Document text:
______

The MP for South Pembrokeshire and West Carmarthenshire told The Herald that he had simply been quoting Dyfed-Powys Police Chief Constable Mark Collins when he said people in Wales were allowed to travel up to 15 miles to exercise.

Mr Collins later said people should not drive to take exercise.

Hart told MPs he was “quite surprised” to hear Mr Collins’ response.

Welsh Government guidelines on lockdown restrictions say “exercise should be undertaken locally – as close as possible to the home”.

They continue: “In general this should not involve people driving to a location away from home for this purpose.”

Last Friday Mr Hart tweeted: “Fascinating to hear from Wales’ four police chiefs today, and the commissioners too, especially on what’s permissible under lockdown.

“Consensus was that travelling 10-15 miles from home to fish, play golf, surf or exercise is fine – subject to all other distancing requirements”.

However responding to questions from MPs on Thursday, Mr Hart said “the reference to 10 to 15 miles to travel to play golf or fish was actually Chief Constable Mark Collins’ own words – not mine – and not disputed by anybody on that call”.

He told the Welsh Affairs Select Committee that he was “quite surprised” to then hear that the comment he tweeted was “interpreted as being incorrect”.

______

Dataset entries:

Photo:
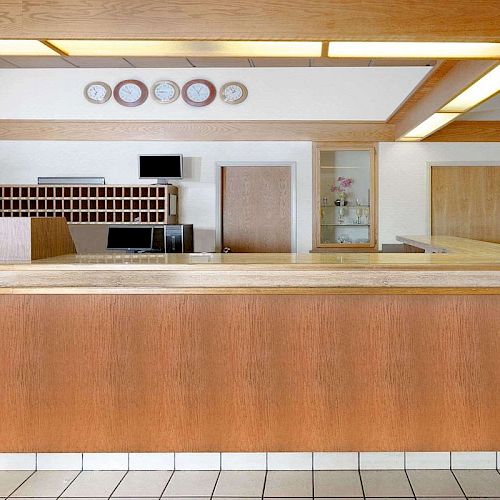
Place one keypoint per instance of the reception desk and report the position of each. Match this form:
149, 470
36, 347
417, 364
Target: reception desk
240, 352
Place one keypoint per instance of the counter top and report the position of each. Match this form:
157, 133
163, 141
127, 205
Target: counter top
465, 264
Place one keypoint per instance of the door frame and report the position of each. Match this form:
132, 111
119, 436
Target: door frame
218, 195
430, 164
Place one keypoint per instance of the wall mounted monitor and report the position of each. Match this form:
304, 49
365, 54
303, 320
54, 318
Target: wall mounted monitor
160, 167
133, 238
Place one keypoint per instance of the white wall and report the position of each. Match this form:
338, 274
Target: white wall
403, 181
24, 161
366, 93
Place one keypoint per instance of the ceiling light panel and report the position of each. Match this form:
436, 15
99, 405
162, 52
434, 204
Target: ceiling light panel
431, 50
429, 126
165, 48
486, 87
25, 48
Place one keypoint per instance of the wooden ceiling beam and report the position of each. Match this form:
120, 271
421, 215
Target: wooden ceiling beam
468, 131
454, 81
253, 130
376, 20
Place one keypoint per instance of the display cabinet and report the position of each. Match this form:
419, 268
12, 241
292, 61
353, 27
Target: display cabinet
345, 197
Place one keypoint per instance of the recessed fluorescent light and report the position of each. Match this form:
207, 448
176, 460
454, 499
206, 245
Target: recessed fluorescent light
25, 48
165, 48
439, 50
429, 126
484, 88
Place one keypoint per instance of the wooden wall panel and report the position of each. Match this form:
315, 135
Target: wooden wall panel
467, 131
265, 19
253, 130
465, 202
249, 373
256, 209
10, 18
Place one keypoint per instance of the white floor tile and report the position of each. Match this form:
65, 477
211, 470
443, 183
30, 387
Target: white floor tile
59, 461
17, 461
336, 461
105, 461
240, 484
288, 484
427, 460
191, 483
143, 484
289, 461
10, 480
46, 484
474, 460
382, 461
94, 484
243, 461
151, 461
197, 461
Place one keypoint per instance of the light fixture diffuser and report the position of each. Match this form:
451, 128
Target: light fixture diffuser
165, 48
486, 87
415, 50
25, 48
429, 126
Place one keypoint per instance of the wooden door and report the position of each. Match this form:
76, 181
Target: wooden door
465, 202
256, 209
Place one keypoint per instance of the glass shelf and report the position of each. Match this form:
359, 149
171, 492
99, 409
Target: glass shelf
350, 171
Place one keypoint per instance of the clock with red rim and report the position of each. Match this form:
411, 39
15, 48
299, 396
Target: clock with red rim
199, 92
130, 93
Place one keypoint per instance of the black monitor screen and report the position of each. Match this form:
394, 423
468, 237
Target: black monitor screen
158, 167
130, 238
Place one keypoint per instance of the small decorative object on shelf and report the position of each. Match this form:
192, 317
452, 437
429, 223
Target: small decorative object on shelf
347, 220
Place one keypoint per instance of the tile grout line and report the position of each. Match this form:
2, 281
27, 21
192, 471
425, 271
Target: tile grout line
119, 482
168, 482
215, 485
15, 489
264, 486
458, 482
409, 482
71, 482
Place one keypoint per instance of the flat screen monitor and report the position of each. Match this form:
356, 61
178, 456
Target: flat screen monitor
130, 238
161, 167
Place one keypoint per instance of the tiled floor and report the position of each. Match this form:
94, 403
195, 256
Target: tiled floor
251, 485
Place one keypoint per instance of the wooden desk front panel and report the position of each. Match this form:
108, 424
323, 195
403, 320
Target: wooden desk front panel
249, 372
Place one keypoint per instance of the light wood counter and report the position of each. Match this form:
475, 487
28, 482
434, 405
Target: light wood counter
474, 266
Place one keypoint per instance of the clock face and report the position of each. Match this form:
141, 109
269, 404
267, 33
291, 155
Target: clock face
233, 92
165, 91
97, 92
130, 93
198, 92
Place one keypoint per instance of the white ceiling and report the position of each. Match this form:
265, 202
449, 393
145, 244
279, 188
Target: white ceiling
489, 110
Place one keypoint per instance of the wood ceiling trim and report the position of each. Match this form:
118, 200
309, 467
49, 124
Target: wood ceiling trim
450, 85
72, 130
468, 131
438, 72
260, 19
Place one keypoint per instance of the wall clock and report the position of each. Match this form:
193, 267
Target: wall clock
97, 92
165, 91
233, 92
198, 92
130, 93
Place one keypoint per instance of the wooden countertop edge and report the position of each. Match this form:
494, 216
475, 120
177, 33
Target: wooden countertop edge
255, 291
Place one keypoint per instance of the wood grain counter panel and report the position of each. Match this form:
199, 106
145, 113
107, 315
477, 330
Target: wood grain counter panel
249, 373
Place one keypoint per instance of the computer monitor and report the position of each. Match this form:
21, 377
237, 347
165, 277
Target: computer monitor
130, 238
160, 167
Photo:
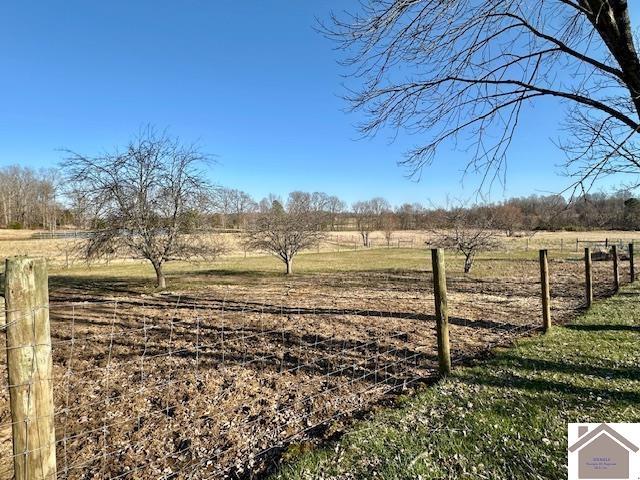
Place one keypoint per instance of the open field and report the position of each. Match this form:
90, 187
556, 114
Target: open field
213, 376
67, 252
505, 417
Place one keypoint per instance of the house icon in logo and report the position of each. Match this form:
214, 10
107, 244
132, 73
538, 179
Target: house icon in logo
602, 453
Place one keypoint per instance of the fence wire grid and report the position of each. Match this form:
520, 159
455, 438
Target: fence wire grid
215, 385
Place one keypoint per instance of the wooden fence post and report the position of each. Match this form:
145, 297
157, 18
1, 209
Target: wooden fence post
588, 276
632, 267
616, 276
546, 299
29, 368
442, 313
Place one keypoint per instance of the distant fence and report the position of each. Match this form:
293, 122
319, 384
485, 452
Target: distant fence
188, 387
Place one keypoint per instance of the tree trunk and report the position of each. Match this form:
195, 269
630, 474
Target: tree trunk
289, 263
161, 281
468, 263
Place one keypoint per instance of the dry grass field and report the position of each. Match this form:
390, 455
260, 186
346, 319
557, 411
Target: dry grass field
213, 378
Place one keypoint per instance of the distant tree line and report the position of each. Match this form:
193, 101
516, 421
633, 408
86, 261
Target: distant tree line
29, 199
596, 211
32, 198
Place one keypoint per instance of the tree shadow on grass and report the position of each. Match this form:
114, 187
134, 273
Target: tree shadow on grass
538, 385
604, 328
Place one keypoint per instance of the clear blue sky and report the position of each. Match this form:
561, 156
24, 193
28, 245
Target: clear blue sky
251, 80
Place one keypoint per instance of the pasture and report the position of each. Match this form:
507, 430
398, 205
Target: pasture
216, 376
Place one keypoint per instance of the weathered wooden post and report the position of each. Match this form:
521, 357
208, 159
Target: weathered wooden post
546, 299
616, 275
632, 267
29, 367
442, 312
588, 277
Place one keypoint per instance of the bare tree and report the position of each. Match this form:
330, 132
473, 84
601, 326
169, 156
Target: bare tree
389, 224
461, 72
144, 200
466, 234
368, 216
286, 230
335, 207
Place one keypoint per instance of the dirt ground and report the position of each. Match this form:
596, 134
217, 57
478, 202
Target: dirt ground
215, 382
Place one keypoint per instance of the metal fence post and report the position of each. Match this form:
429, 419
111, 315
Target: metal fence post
442, 311
29, 367
546, 299
616, 275
632, 267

______

Problem description: Set down the passage from the article on lockdown travel in Wales, starting with "The MP for South" and going on through "miles to exercise.". The items can be set aside, since none of them is needed here.

Solution for this task:
The MP for South Pembrokeshire and West Carmarthenshire told The Herald that he had simply been quoting Dyfed-Powys Police Chief Constable Mark Collins when he said people in Wales were allowed to travel up to 15 miles to exercise.